## Your objective
Render every line of the data below as a Markdown table with two columns, Row and Line, numbering each row and leaving out blank lines.

## Exercise material
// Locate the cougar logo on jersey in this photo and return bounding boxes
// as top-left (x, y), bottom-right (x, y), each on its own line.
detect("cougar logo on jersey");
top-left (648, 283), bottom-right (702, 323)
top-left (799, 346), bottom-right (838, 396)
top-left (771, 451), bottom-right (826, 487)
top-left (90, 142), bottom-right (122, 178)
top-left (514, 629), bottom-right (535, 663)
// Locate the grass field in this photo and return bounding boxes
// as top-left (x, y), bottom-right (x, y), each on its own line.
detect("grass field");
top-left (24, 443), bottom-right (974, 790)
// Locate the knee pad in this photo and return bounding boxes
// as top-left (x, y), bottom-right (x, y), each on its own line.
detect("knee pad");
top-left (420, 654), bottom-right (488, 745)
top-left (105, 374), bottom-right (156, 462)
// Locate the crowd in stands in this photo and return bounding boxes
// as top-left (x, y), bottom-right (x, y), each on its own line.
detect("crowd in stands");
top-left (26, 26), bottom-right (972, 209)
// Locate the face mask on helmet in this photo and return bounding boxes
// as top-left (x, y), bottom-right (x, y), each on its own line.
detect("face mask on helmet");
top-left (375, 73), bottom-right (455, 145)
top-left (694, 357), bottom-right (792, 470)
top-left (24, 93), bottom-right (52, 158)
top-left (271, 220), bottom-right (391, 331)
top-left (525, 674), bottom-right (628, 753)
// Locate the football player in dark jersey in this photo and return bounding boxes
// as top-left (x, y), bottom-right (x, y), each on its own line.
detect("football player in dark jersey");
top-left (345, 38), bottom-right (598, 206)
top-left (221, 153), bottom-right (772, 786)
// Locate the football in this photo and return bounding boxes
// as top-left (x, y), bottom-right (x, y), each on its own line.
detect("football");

## Output below
| Row | Line |
|---|---|
| 1 | // Locate the cougar logo on jersey in this photo and return bounding boxes |
| 2 | // as top-left (x, y), bottom-right (x, y), each on its own line. |
| 3 | detect("cougar logo on jersey"); |
| 4 | top-left (648, 283), bottom-right (702, 323) |
| 5 | top-left (799, 346), bottom-right (838, 396) |
| 6 | top-left (771, 451), bottom-right (826, 487) |
| 7 | top-left (90, 142), bottom-right (122, 178) |
| 8 | top-left (514, 629), bottom-right (535, 663) |
| 9 | // Locate the grass field in this photo and return bounding boxes |
| 10 | // as top-left (x, y), bottom-right (x, y), each on its own line. |
| 11 | detect("grass field"); |
| 12 | top-left (24, 443), bottom-right (974, 790) |
| 13 | // Locate the knee pad in this photo and return bounding boxes |
| 14 | // as top-left (x, y), bottom-right (x, y), each on its own line. |
| 15 | detect("knee pad"); |
| 16 | top-left (420, 654), bottom-right (488, 745) |
| 17 | top-left (105, 374), bottom-right (156, 462) |
| 18 | // Locate the crowd in stands in this photo and return bounding boxes |
| 19 | // as top-left (x, y), bottom-right (x, y), each on its own line. |
| 20 | detect("crowd in stands"); |
| 21 | top-left (26, 26), bottom-right (972, 209) |
| 22 | // Locate the face mask on helmet in this photo and return bounding boxes |
| 23 | // as top-left (x, y), bottom-right (x, y), each on its own line. |
| 24 | detect("face mask on helmet"); |
| 25 | top-left (375, 73), bottom-right (455, 145) |
| 26 | top-left (694, 357), bottom-right (792, 470) |
| 27 | top-left (24, 93), bottom-right (52, 158) |
| 28 | top-left (271, 220), bottom-right (391, 331) |
| 29 | top-left (525, 674), bottom-right (628, 753) |
| 30 | // Locate the football player in dark jersey in this photo and return bounding boxes |
| 31 | // as top-left (x, y), bottom-right (x, y), each on its own line. |
| 32 | detect("football player in dark jersey"); |
| 33 | top-left (345, 38), bottom-right (598, 206) |
| 34 | top-left (221, 153), bottom-right (772, 786) |
| 35 | // Locate the football in this photo and return bounding boxes |
| 36 | // as top-left (x, y), bottom-right (x, y), each on its own line. |
| 37 | detect("football"); |